▸ Do this
Reproduce the entries below word for word, from the line containing "Task: identify the pile" through the end of the entries, with both ends included. Leave the pictures out.

▸ Exercise material
** START **

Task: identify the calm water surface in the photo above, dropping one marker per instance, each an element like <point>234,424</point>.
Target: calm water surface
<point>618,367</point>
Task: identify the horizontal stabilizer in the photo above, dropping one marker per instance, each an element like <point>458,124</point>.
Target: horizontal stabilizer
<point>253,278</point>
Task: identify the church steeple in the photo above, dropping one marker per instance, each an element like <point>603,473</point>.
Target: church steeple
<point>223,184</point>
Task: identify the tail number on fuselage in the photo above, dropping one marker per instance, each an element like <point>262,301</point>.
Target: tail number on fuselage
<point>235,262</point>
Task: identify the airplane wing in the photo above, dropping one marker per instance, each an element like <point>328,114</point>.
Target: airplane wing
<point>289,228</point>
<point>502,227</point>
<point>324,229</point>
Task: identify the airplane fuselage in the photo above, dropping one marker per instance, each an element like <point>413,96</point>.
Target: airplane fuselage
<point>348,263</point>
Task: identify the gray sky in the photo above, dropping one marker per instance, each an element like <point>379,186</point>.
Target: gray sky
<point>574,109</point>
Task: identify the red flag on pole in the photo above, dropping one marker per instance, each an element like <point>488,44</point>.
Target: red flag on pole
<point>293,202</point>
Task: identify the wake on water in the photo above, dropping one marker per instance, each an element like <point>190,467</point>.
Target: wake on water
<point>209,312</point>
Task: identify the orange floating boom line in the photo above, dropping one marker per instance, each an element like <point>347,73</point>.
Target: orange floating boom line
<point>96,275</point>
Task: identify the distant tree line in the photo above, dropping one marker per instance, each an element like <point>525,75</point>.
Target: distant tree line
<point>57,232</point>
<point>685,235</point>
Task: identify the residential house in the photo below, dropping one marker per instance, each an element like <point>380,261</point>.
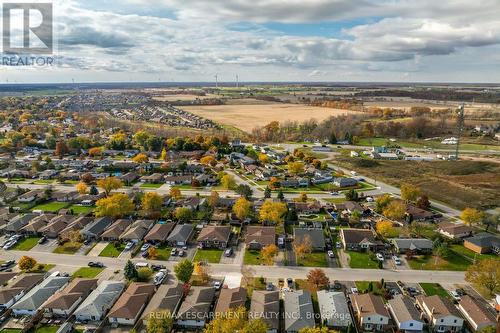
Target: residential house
<point>454,230</point>
<point>212,236</point>
<point>194,312</point>
<point>298,303</point>
<point>334,309</point>
<point>166,299</point>
<point>137,231</point>
<point>370,312</point>
<point>97,304</point>
<point>230,298</point>
<point>405,314</point>
<point>483,243</point>
<point>159,233</point>
<point>63,303</point>
<point>265,305</point>
<point>415,245</point>
<point>129,306</point>
<point>359,240</point>
<point>442,315</point>
<point>180,235</point>
<point>113,232</point>
<point>315,236</point>
<point>31,302</point>
<point>13,292</point>
<point>258,237</point>
<point>95,229</point>
<point>477,315</point>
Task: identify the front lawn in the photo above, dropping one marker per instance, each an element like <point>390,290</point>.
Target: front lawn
<point>432,289</point>
<point>361,260</point>
<point>51,207</point>
<point>26,244</point>
<point>315,259</point>
<point>453,262</point>
<point>68,248</point>
<point>209,255</point>
<point>87,272</point>
<point>112,251</point>
<point>252,257</point>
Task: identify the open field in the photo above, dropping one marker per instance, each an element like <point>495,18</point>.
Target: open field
<point>247,117</point>
<point>458,183</point>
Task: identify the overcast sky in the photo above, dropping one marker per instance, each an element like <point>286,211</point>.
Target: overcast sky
<point>273,40</point>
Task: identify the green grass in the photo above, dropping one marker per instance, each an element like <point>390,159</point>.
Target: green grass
<point>252,257</point>
<point>26,244</point>
<point>51,207</point>
<point>67,248</point>
<point>151,185</point>
<point>87,272</point>
<point>315,259</point>
<point>432,289</point>
<point>79,209</point>
<point>111,251</point>
<point>209,255</point>
<point>453,262</point>
<point>361,260</point>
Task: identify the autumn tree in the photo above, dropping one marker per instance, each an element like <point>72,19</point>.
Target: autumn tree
<point>183,270</point>
<point>395,210</point>
<point>242,208</point>
<point>116,205</point>
<point>109,184</point>
<point>472,216</point>
<point>302,247</point>
<point>272,212</point>
<point>26,263</point>
<point>228,182</point>
<point>81,188</point>
<point>409,192</point>
<point>384,228</point>
<point>317,278</point>
<point>485,274</point>
<point>175,193</point>
<point>140,158</point>
<point>268,253</point>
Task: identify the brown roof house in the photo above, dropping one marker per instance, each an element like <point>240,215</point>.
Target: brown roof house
<point>476,314</point>
<point>159,233</point>
<point>443,316</point>
<point>213,236</point>
<point>64,302</point>
<point>370,312</point>
<point>259,236</point>
<point>230,298</point>
<point>129,306</point>
<point>166,299</point>
<point>266,306</point>
<point>454,230</point>
<point>359,240</point>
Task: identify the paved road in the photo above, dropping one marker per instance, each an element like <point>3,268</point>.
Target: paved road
<point>343,274</point>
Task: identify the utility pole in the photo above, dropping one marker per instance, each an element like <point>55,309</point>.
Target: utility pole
<point>460,125</point>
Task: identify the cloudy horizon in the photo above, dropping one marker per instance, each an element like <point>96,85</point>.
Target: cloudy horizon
<point>272,40</point>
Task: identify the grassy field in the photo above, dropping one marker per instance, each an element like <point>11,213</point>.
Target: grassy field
<point>26,244</point>
<point>453,262</point>
<point>315,259</point>
<point>209,255</point>
<point>51,207</point>
<point>457,183</point>
<point>361,260</point>
<point>432,289</point>
<point>247,117</point>
<point>112,251</point>
<point>87,272</point>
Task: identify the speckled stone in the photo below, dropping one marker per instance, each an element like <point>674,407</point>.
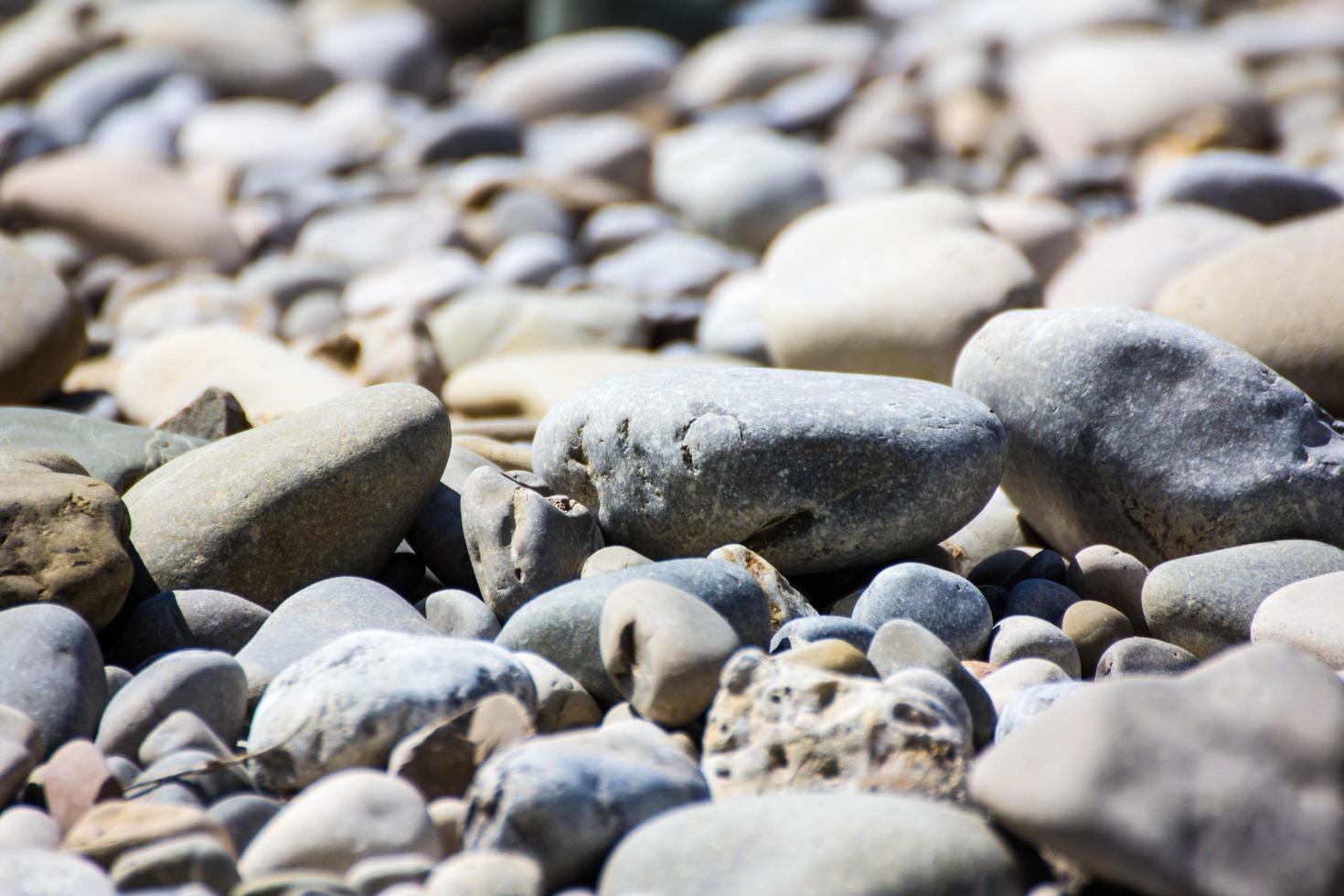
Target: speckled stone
<point>682,463</point>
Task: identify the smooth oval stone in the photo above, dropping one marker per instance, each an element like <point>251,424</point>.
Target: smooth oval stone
<point>190,618</point>
<point>329,491</point>
<point>1021,637</point>
<point>907,275</point>
<point>563,624</point>
<point>1070,782</point>
<point>123,206</point>
<point>45,329</point>
<point>1243,183</point>
<point>1040,598</point>
<point>116,453</point>
<point>1093,627</point>
<point>1275,295</point>
<point>51,670</point>
<point>40,872</point>
<point>566,799</point>
<point>1308,615</point>
<point>319,614</point>
<point>682,463</point>
<point>663,649</point>
<point>349,701</point>
<point>1029,703</point>
<point>795,633</point>
<point>1108,575</point>
<point>461,614</point>
<point>1206,602</point>
<point>342,819</point>
<point>206,683</point>
<point>1158,403</point>
<point>941,602</point>
<point>1141,657</point>
<point>875,844</point>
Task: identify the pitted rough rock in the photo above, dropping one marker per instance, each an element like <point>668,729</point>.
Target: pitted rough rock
<point>814,472</point>
<point>566,799</point>
<point>62,536</point>
<point>1137,432</point>
<point>348,703</point>
<point>783,727</point>
<point>1241,797</point>
<point>523,539</point>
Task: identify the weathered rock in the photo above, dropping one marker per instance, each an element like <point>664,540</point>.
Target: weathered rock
<point>329,492</point>
<point>563,624</point>
<point>349,701</point>
<point>190,618</point>
<point>1308,615</point>
<point>206,683</point>
<point>941,602</point>
<point>522,538</point>
<point>319,614</point>
<point>566,799</point>
<point>65,536</point>
<point>777,727</point>
<point>1244,829</point>
<point>1275,295</point>
<point>45,328</point>
<point>343,818</point>
<point>1147,478</point>
<point>1144,657</point>
<point>123,206</point>
<point>51,670</point>
<point>114,453</point>
<point>1204,603</point>
<point>877,844</point>
<point>663,649</point>
<point>909,277</point>
<point>679,464</point>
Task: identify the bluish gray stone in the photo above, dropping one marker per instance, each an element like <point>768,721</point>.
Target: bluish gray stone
<point>566,799</point>
<point>51,670</point>
<point>349,701</point>
<point>808,629</point>
<point>814,844</point>
<point>562,624</point>
<point>1204,603</point>
<point>940,601</point>
<point>815,472</point>
<point>1161,441</point>
<point>317,615</point>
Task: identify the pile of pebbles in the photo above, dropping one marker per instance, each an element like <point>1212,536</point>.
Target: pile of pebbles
<point>880,448</point>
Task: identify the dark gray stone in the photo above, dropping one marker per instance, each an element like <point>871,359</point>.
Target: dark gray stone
<point>902,644</point>
<point>1206,602</point>
<point>814,844</point>
<point>814,472</point>
<point>523,539</point>
<point>1221,781</point>
<point>51,670</point>
<point>562,624</point>
<point>1144,657</point>
<point>326,491</point>
<point>317,615</point>
<point>349,701</point>
<point>566,799</point>
<point>808,629</point>
<point>116,453</point>
<point>1247,185</point>
<point>1163,441</point>
<point>208,683</point>
<point>940,601</point>
<point>1040,598</point>
<point>190,618</point>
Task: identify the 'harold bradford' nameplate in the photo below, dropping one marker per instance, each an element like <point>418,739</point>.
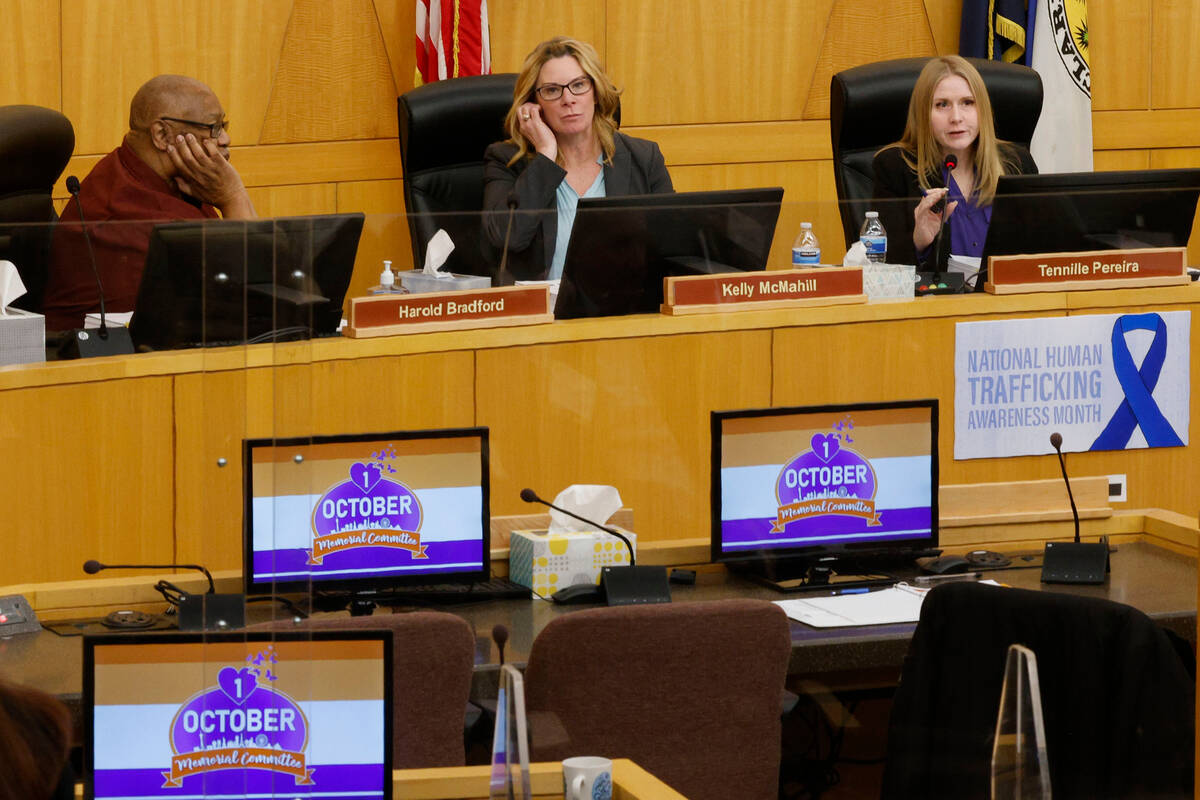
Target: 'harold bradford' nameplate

** END **

▸ Answer to this exercise
Task: identify the pile of pebbles in the photo above, dropping one marker per instance, each an element like <point>1212,536</point>.
Target: pile of pebbles
<point>880,448</point>
Task: identify the dark gray stone in the photo above, dropping one marker per instance, each an element like <point>871,359</point>.
Target: dark gray stone
<point>902,644</point>
<point>1206,602</point>
<point>814,844</point>
<point>814,472</point>
<point>523,539</point>
<point>1221,781</point>
<point>51,670</point>
<point>562,624</point>
<point>1144,657</point>
<point>326,491</point>
<point>317,615</point>
<point>349,701</point>
<point>566,799</point>
<point>808,629</point>
<point>116,453</point>
<point>1247,185</point>
<point>1163,441</point>
<point>208,683</point>
<point>940,601</point>
<point>1040,598</point>
<point>190,618</point>
Task: identify the 'harold bradford' nameplate in the photo below, dropping one marker per instance, each an element like <point>418,739</point>.
Target: 'harold bradford' nameplate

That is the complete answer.